- Opening Delimiter -

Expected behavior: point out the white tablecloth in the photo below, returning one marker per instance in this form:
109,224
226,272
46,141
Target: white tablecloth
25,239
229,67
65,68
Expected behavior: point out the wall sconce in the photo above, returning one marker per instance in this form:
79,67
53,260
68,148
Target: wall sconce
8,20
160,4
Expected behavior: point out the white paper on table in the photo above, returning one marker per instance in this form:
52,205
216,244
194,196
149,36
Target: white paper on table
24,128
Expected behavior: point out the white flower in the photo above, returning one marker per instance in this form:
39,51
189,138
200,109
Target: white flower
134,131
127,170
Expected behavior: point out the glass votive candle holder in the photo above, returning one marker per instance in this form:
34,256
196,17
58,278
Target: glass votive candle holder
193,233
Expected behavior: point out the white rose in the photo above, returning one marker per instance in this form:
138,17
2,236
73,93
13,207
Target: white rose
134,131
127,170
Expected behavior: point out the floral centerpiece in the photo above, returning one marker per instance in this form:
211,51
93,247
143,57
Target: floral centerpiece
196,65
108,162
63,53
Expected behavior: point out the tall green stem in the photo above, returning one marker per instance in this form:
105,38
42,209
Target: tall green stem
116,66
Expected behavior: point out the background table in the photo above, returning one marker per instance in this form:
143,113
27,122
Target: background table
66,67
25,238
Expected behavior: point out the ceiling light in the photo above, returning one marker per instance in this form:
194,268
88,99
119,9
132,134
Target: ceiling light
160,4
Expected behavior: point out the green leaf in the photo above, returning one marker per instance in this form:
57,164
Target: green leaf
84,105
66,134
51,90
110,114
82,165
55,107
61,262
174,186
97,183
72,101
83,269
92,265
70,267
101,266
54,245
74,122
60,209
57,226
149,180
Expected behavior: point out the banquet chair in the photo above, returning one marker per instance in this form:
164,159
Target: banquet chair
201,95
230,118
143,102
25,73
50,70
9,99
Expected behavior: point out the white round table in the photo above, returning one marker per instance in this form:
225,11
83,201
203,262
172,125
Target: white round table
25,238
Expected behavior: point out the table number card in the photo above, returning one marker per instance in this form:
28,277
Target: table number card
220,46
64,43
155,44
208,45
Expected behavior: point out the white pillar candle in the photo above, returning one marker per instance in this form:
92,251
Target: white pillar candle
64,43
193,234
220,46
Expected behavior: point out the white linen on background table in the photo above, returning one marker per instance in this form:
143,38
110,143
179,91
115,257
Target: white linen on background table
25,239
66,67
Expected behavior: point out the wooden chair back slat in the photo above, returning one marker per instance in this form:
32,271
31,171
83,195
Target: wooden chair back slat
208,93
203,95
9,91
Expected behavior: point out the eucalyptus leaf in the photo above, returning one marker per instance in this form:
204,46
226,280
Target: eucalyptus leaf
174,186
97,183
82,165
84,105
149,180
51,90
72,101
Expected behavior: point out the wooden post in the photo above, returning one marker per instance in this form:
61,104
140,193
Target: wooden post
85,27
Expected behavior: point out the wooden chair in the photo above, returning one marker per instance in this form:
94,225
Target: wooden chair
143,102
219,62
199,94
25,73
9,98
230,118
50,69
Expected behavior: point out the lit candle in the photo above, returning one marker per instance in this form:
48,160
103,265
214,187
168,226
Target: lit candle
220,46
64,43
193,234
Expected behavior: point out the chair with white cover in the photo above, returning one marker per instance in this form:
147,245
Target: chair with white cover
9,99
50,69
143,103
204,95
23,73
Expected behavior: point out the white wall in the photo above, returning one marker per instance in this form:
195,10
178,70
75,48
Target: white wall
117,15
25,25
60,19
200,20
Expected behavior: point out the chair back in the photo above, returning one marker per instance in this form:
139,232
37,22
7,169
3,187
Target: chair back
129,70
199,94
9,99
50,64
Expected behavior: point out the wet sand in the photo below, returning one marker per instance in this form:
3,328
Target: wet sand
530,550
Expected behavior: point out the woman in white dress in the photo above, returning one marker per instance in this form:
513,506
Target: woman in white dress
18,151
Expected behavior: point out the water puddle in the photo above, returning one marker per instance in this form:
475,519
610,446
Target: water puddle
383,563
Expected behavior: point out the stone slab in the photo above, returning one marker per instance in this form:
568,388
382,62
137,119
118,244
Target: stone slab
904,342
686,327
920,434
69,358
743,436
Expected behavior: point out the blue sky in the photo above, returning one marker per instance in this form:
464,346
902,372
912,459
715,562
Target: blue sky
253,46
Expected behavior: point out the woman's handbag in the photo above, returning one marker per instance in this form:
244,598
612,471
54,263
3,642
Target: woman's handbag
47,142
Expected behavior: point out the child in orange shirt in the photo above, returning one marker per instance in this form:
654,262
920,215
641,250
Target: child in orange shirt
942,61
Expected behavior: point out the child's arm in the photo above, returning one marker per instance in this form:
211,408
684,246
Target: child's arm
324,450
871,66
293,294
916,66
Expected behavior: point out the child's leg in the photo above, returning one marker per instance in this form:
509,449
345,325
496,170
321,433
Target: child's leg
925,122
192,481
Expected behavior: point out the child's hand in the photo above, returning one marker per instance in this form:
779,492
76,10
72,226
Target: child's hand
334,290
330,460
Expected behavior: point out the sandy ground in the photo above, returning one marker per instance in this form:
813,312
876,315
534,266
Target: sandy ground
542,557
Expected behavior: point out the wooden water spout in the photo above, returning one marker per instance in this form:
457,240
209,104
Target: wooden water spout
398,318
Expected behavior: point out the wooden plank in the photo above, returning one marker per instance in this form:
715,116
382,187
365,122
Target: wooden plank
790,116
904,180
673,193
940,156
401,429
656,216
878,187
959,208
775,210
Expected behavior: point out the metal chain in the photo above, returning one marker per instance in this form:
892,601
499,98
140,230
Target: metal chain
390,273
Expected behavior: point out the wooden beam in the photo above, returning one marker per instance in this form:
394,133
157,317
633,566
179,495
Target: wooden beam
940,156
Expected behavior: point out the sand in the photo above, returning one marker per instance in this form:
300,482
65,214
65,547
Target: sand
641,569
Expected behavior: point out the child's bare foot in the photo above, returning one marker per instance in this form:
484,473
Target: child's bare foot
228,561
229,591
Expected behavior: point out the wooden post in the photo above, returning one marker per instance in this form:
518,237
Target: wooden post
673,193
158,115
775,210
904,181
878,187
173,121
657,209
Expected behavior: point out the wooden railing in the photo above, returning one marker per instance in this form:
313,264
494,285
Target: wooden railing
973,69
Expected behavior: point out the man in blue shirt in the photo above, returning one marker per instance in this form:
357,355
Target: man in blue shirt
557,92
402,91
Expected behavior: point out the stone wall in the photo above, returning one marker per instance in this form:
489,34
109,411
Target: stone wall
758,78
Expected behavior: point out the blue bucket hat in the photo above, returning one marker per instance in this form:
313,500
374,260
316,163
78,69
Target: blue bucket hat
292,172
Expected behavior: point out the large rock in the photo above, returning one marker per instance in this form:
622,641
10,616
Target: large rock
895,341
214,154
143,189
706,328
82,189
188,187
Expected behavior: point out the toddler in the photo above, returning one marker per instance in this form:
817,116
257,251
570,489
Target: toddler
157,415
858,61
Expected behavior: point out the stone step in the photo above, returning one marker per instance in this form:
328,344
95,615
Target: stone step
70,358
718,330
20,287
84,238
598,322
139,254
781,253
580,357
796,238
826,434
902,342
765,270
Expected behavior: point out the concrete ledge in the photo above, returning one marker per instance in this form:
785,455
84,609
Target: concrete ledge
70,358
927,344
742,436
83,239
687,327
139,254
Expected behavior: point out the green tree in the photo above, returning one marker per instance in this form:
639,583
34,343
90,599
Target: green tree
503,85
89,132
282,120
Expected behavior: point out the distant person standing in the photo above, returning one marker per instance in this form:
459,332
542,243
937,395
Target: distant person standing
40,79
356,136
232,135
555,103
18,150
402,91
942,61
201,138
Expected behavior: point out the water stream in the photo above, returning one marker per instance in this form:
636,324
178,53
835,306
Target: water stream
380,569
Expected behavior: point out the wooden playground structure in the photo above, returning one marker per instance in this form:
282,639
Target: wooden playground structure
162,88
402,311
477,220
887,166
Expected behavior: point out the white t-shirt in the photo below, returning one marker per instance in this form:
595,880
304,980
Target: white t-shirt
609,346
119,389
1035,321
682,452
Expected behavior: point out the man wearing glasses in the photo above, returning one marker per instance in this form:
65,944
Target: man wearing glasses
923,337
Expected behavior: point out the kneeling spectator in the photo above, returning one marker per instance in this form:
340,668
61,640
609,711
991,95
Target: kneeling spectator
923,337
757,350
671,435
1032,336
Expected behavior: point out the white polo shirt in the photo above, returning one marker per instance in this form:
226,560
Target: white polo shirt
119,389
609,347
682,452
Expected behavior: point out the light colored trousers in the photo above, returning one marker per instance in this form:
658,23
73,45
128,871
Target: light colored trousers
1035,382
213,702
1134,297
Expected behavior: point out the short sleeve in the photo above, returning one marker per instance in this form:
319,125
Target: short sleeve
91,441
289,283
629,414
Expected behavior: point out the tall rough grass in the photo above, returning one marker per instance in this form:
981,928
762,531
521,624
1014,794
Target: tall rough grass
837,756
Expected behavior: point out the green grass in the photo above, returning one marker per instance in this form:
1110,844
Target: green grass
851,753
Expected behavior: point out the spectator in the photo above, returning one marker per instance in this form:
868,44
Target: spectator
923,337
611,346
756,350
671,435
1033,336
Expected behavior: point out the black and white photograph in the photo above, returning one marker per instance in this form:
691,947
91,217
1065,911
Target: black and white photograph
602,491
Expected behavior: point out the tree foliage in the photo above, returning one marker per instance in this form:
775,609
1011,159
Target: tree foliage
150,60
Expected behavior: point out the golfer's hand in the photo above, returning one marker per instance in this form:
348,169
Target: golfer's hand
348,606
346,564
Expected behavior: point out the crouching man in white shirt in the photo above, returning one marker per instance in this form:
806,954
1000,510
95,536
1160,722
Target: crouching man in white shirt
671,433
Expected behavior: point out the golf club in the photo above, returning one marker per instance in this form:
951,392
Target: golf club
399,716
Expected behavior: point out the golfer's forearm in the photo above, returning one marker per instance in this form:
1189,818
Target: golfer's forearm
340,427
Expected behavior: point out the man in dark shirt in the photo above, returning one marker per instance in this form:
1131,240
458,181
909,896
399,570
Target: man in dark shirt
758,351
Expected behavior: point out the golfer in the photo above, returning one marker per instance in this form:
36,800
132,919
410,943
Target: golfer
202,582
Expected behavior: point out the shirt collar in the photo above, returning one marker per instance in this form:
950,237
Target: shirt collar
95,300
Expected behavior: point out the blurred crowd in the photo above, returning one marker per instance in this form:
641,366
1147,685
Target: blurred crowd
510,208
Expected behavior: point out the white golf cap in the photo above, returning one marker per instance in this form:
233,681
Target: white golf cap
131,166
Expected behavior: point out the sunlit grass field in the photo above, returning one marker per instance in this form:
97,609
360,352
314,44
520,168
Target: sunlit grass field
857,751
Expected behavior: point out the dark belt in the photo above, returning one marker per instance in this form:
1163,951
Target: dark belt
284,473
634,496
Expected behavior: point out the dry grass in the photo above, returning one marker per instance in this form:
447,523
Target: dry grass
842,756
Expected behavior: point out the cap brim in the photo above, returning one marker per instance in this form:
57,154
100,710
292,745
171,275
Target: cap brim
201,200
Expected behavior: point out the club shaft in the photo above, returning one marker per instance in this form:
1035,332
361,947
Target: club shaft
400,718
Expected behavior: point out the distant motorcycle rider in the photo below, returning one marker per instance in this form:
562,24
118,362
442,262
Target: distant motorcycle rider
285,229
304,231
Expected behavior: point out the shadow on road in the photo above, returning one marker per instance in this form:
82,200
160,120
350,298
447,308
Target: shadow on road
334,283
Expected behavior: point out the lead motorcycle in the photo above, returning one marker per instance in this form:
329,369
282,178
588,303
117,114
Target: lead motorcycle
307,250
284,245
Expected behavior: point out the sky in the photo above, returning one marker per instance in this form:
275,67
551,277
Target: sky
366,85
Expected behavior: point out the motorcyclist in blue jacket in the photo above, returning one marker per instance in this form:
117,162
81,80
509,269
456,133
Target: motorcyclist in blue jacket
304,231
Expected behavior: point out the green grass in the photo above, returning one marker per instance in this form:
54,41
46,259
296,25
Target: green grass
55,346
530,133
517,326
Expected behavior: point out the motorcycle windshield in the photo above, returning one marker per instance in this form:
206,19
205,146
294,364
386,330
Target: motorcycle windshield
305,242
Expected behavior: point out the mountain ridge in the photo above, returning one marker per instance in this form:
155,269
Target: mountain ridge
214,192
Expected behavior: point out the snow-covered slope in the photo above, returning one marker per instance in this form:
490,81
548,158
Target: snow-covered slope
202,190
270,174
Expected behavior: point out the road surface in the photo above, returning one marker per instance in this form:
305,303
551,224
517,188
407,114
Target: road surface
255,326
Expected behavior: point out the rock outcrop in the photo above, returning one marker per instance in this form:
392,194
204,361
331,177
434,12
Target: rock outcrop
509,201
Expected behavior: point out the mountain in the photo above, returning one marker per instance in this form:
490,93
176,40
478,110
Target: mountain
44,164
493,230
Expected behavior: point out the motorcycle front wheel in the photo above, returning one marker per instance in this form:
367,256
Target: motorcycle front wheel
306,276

- Closing Delimiter -

EXERCISE DIRECTIONS ▸
Your answer should consist of the lines of the listing that contain "below", copied as they stand.

TASK RESPONSE ▸
Expected behavior: point out the white tablecloth in the photo below, returning one marker per instance in this form:
Expected behavior: point out the wet sand in the photo below, returning one marker per instance in this form:
Expected behavior: point out the white t-shirt in the photo below, returning one marker per instance in this form:
Expected behavior: point out the distant motorcycle rider in the photo below, returning one marker per instance in this form:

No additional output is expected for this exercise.